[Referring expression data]
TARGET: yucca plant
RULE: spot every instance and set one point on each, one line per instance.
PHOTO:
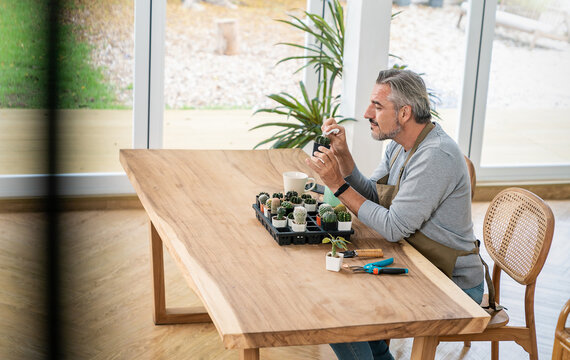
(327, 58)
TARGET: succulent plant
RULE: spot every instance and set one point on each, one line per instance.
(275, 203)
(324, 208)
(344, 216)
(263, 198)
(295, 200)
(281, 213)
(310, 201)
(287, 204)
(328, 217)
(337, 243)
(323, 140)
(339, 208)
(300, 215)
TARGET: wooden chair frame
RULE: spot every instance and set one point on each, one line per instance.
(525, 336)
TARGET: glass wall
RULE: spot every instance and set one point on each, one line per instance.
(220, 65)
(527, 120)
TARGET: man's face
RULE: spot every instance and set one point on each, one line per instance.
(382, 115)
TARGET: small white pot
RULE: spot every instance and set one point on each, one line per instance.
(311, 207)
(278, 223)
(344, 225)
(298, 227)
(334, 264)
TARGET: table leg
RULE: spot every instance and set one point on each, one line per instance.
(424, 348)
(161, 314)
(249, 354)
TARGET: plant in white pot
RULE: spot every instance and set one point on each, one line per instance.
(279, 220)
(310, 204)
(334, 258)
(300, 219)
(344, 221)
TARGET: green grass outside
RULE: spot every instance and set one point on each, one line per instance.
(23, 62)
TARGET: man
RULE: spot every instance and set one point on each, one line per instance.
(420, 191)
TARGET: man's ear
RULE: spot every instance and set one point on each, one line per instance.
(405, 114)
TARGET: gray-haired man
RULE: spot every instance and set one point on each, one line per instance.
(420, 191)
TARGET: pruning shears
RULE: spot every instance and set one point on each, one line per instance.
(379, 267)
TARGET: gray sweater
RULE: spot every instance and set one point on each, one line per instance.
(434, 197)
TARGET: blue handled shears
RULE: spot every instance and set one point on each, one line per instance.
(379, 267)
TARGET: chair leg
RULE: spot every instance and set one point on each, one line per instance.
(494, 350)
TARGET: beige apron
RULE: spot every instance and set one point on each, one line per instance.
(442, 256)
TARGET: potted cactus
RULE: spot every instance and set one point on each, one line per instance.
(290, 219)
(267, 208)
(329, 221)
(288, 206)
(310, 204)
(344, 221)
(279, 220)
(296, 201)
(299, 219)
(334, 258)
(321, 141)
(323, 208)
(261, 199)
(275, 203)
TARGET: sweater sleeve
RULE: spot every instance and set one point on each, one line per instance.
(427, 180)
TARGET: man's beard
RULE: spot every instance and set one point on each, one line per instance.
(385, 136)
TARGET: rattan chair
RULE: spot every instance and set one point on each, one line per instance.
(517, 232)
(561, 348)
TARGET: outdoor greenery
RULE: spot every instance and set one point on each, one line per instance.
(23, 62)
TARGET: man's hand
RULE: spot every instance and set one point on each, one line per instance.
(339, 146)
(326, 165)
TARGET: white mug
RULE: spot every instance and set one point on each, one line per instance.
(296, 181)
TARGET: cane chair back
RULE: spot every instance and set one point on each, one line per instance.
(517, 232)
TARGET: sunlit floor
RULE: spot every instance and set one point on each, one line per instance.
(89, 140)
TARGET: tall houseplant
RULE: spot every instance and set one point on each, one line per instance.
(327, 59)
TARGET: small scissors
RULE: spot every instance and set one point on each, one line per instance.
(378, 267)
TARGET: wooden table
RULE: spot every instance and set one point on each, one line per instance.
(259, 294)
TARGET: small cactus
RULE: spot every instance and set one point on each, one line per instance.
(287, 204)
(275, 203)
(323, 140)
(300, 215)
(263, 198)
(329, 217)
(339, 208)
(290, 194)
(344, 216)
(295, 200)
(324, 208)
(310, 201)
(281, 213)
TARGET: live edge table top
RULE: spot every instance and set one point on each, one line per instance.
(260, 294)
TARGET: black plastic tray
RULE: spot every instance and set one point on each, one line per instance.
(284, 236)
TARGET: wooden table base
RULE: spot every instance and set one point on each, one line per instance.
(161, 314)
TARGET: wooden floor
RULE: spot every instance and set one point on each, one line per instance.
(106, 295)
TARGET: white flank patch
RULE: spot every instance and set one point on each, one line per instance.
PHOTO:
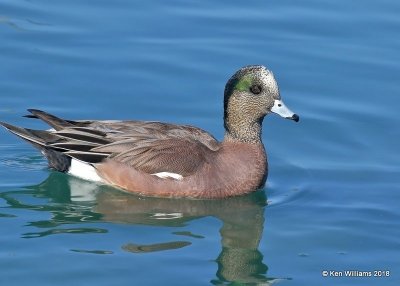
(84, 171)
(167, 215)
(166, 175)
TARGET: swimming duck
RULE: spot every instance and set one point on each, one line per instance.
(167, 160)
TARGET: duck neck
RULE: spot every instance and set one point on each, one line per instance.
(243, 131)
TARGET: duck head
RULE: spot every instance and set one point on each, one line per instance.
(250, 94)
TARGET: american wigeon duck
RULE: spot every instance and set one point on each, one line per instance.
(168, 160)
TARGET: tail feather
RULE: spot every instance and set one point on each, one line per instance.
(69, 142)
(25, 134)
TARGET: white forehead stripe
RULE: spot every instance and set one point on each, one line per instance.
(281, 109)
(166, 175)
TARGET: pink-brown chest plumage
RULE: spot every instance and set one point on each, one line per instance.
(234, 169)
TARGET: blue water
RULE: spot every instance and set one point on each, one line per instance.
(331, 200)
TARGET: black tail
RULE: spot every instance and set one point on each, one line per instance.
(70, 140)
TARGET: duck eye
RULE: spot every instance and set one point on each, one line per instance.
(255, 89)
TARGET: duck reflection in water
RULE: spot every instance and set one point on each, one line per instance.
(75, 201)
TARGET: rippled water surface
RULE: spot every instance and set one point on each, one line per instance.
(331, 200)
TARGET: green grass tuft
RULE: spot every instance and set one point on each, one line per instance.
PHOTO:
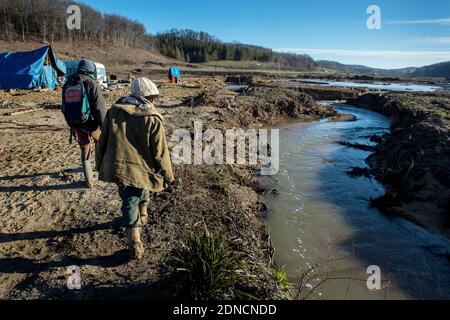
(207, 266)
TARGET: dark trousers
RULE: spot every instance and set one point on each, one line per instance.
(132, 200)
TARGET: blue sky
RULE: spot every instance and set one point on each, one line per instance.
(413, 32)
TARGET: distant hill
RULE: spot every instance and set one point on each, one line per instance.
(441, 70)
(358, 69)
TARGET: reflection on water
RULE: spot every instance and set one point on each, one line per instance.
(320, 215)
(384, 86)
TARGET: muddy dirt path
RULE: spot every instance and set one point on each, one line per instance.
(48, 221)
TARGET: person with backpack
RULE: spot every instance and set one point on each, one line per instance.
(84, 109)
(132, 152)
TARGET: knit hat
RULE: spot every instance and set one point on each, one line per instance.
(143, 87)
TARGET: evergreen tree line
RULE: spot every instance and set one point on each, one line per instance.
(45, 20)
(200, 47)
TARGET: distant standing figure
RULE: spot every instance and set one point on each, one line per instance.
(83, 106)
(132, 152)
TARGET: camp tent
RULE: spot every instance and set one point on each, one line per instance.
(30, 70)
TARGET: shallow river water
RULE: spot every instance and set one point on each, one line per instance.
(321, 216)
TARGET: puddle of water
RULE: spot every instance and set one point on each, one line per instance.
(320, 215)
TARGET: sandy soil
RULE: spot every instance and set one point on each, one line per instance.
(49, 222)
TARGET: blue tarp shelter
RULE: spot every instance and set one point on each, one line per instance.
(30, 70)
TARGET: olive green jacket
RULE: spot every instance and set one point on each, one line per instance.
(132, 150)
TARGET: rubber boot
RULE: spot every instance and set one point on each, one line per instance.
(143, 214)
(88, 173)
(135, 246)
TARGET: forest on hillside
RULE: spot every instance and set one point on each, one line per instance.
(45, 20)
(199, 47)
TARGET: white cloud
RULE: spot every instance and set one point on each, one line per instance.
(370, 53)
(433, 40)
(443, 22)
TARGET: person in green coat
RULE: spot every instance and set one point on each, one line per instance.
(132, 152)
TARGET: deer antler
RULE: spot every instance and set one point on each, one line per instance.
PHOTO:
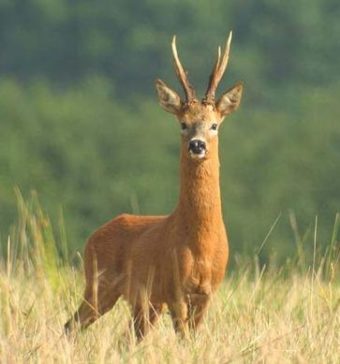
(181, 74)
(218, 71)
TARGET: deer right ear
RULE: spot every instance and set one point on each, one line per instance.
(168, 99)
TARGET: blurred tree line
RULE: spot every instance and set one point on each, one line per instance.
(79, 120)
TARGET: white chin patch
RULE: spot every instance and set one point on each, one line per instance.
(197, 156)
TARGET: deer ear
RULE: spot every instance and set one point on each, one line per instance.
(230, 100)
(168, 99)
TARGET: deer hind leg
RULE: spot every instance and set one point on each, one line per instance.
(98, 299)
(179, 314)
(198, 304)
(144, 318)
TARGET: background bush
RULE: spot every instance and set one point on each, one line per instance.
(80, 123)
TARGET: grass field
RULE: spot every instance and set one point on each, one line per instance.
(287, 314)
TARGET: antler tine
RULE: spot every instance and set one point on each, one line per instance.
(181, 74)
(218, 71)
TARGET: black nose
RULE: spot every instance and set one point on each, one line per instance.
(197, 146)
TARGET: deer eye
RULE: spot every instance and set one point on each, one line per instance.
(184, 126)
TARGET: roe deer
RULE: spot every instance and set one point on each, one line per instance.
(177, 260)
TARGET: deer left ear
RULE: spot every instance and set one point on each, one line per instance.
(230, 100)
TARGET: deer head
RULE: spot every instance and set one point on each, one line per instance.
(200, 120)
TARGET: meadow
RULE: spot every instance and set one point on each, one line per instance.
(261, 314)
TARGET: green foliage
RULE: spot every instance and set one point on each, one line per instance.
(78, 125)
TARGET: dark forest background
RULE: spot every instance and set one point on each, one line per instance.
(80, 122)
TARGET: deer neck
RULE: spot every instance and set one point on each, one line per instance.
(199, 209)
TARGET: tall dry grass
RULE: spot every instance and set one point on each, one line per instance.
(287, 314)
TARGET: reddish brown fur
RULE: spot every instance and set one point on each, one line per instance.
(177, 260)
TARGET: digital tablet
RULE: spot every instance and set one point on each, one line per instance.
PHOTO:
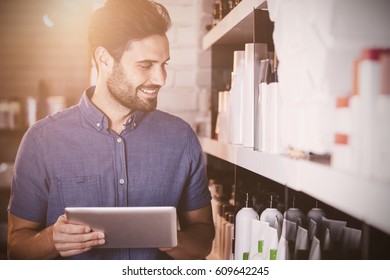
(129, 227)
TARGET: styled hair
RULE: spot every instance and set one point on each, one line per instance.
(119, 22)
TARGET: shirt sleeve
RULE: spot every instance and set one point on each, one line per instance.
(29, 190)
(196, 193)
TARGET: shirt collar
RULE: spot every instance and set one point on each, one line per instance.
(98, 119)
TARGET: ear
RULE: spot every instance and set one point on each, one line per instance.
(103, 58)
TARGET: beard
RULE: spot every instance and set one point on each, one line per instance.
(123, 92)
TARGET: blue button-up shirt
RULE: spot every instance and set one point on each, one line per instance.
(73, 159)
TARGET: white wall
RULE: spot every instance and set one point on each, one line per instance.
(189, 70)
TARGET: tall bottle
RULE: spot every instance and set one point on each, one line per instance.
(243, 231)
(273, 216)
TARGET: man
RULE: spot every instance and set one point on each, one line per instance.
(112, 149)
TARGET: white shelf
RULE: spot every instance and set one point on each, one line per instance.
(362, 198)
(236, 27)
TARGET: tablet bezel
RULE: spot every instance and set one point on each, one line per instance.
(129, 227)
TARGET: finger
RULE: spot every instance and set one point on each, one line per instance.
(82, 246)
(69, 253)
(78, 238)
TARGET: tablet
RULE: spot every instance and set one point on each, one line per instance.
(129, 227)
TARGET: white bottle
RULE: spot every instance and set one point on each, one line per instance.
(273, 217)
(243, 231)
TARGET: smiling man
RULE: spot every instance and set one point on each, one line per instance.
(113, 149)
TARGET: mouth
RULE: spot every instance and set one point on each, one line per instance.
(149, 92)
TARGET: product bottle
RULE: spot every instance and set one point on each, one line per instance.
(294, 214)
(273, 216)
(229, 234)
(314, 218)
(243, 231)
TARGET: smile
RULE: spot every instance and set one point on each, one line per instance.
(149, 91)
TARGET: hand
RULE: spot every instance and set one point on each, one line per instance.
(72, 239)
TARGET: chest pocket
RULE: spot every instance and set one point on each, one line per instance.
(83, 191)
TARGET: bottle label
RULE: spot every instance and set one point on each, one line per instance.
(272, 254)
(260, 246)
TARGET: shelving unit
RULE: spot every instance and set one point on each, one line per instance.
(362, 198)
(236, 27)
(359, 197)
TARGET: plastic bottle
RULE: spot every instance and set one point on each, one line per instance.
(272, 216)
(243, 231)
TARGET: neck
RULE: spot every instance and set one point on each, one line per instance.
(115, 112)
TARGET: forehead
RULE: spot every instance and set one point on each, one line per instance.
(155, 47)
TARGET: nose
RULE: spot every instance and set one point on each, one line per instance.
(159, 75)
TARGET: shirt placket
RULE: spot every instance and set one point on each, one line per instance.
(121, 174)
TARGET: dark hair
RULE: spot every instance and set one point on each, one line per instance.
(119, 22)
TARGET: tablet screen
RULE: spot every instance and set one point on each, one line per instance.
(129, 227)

_TASK DIRECTIONS_: Search the data for the string "person". List each line that has it.

_TASK RESULT_:
TARGET: person with backpack
TARGET: person in green coat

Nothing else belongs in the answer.